- _Document section_
◆ ◆ ◆ ◆ ◆
Hillel: The Foundation for Jewish Campus Life, also known as Hillel International or Hillel, is the largest Jewish campus organization in the world, working with thousands of college students globally. Hillel is represented at more than 550 colleges and communities throughout North America and globally, including 30 communities in the former Soviet Union, nine in Israel, and five in South America. The organization is named after Hillel the Elder, a Jewish sage who moved from Babylonia to Judea in the 1st century and is known for his formulation of the Golden Rule.

History

In 1923, Edward Chauncey Baldwin, Christian professor of Biblical literature at University of Illinois at Urbana–Champaign was distressed by his Jewish students' lack of knowledge of the Hebrew Bible, and he discussed his concerns with Rabbi Benjamin Frankel.

Later the same year, members of the local Jewish and university communities met in a rented loft over a dry cleaner in Champaign, Illinois, and founded The Hillel Foundation.

In 1925, B'nai Brith pledged to sponsor Hillel's activities with a budget of approximately $12,000 that year. By then, it encompassed 120 Hillel foundations and affiliates at an additional 400 campuses. The campus foundations seek to create a welcoming environment for Jewish students on their respective campuses.

Beginning in 1988, under Director Richard M. Joel, Hillel underwent an organizational shift in mission and structure. An integral part of this shift was the institution of a Board of Governors, chaired by Edgar M. Bronfman until 2009 when he was succeeded by Randall Kaplan.

Bronfman's involvement began in 1994 during a visit by Richard Joel to the Seagram building, when Bronfman pledged his support to Hillel. When Bronfman agreed to serve as chairman, Hillel gained legitimacy among other philanthropists. The subsequent revitalization of the organization resulted in increased donor support, updated programming, and broad international recognition. Part of the increased donor support came as a result of Bronfman's well-known campus visits, beginning in 1994, that continued until his death in 2013.

Hillel has been described as the largest Jewish campus organization in the world. Hillel foundations are found in Israel, South America, and the Post-Soviet States, and affiliated organizations are found in 18 countries across North America, South America, Europe and the Middle East.

Although the foundation was not organized nationally until 1923, Texas A&M Hillel was founded in 1916 by Prof. Jacob and Mrs. Esther Taubenhaus as the Menorah Club. The Menorah Club then chose to affiliate with the national organization in the 1920s.
 

Other notable Hillels include Hillel at the University of Illinois at Urbana–Champaign, the first Hillel in the world, Columbia/Barnard Hillel, and University of Pennsylvania Hillel, whose Steinhardt Hall is the largest Hillel International building of any college or university in the country.
◆ ◆ ◆ ◆ ◆
- _Data provided_
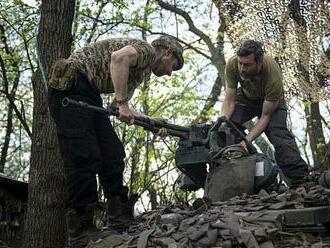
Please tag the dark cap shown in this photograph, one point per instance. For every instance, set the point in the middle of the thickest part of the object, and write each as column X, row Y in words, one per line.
column 174, row 45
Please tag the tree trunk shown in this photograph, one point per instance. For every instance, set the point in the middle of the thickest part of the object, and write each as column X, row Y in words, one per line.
column 312, row 111
column 45, row 225
column 315, row 132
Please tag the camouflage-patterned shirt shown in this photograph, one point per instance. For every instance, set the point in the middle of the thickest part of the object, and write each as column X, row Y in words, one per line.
column 94, row 61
◆ ◆ ◆ ◆ ◆
- _To do_
a – Translate this sentence from the passage on Hillel into Spanish: "Later the same year, members of the local Jewish and university communities met in a rented loft over a dry cleaner in Champaign, Illinois, and founded The Hillel Foundation."
b – According to the passage on Hillel, who succeeded Edgar M. Bronfman as chair of the Board of Governors in 2009?

- _Exercise answers_
a – Más tarde ese mismo año, miembros de las comunidades judía y universitaria locales se reunieron en un desván alquilado encima de una tintorería en Champaign, Illinois, y fundaron The Hillel Foundation.

b – Randall Kaplan